SOURCE TEXT

##########

A CARE HOME in South Africa has launched one of the first ‘Memory Rooms’ in the country, specifically created for patients with Alzheimer’s disease.
Sonja Smith, Memory Room Project Leader at Willow Haven says, “I go to Residential Care units all the time, as I am also a Funeral Director. I noticed patients were sitting passively, not doing anything and not being stimulated in any way.
“For me, it was as if they were just sitting and waiting to die. The care assistants and nursing staff on the Alzheimer’s wards would say ‘Oh don’t worry, they don’t understand why you’re here or what you’re doing anyway’.
“That really bugged me. I knew I had to do something. I had no background in how to help stimulate Alzheimer’s or dementia patients, but I knew they could be doing more than just sitting there watching the world go by.”
Whilst researching online, Sonja came across the phrase ‘Snoezelen’, which originated in Holland in the early 1980s and is coined from two Dutch terms – ‘Snuffelen’ to seek out or explore, and ‘Doezelen’, which means to relax. The philosophy of Snoezelen is to assert a ‘self-directed’ approach, in which the patient is free to explore the area and react and respond to a sensory world in their own way, liberated from control, routine and medical diagnosis.
Sonja’s Memory Room sits in a space in the middle of the Care Home, surrounded by the patients’ rooms. “Something the community and I have also made is an ‘Activity Apron’ for the patients,” adds Sonja.
“We have placed these aprons inside the Memory Room, just laying them out on chairs for patients to pick up and put on. People with dementia often fidget with their clothes and themselves.
“The apron has buttons, shoelaces, ribbons, and soft toys – anything you can think of, attached to it. This provides a really stimulating experience for the person.

##########

INFORMATION SUPPLIED

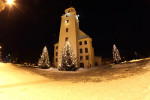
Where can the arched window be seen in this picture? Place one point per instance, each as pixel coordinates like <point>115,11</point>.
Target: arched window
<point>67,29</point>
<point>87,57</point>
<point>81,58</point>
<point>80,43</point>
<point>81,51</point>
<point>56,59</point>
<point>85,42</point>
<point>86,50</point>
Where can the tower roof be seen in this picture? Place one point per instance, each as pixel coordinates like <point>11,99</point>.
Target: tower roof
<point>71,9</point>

##########

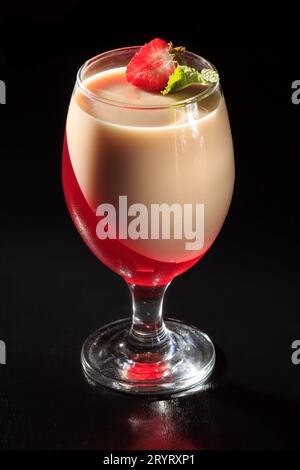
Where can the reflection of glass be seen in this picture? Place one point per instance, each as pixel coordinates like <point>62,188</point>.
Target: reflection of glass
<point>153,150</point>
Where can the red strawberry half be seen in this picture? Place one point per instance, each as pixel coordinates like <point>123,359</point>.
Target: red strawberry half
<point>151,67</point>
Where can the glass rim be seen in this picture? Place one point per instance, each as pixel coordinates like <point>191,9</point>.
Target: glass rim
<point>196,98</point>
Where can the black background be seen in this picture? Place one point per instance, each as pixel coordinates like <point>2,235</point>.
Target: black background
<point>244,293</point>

##########

EXERCISE
Carry on the article about the Memory Room at Willow Haven from its last sentence.

ANSWER BELOW
“One lady refused to take her apron off, one time. It had a little bell attached to it and she was wandering around the care home ringing it, driving everybody crazy! She loved it. It was stimulating her all the time she was doing that.”
As well as the aprons, the Memory Room itself is comprised of attractive colours, comfy chairs, twinkling lights, old 30s and 40s memorabilia and other stimulating features.
Denise, who is in her 90s and has dementia, is a resident at Willow Haven, and is a huge fan of the Memory Room.
She says, “To me, this place has been made with a lot of love. It has been made with patience and remembrance – you remember what you love, don’t you?
“I look at the Memory Room from my own room. It makes me feel like I’m a little girl again in my old home. The lights in there make me feel about six years old – when my mother would open the lounge door at Christmas time and say ‘it’s ready!’
“I’m talking about the tree, of course. I think a Christmas tree would go down very well with the residents, here.”
Denise is not the only one to appreciate what the Memory Room has to offer.
“There’s a gentleman who, before the Memory Room was created, didn’t speak a word. Unfortunately he’s passed away now, but he used to come in here and sit and watch the fish floating past on the TV,” adds Sonja.
“It’s very soothing. He’d speak while he was in the Memory Room. I truly believe it was because watching those fish was triggering something inside his brain.
“If this is working and inspires others to do the same around the world, then we’ve truly achieved something special.”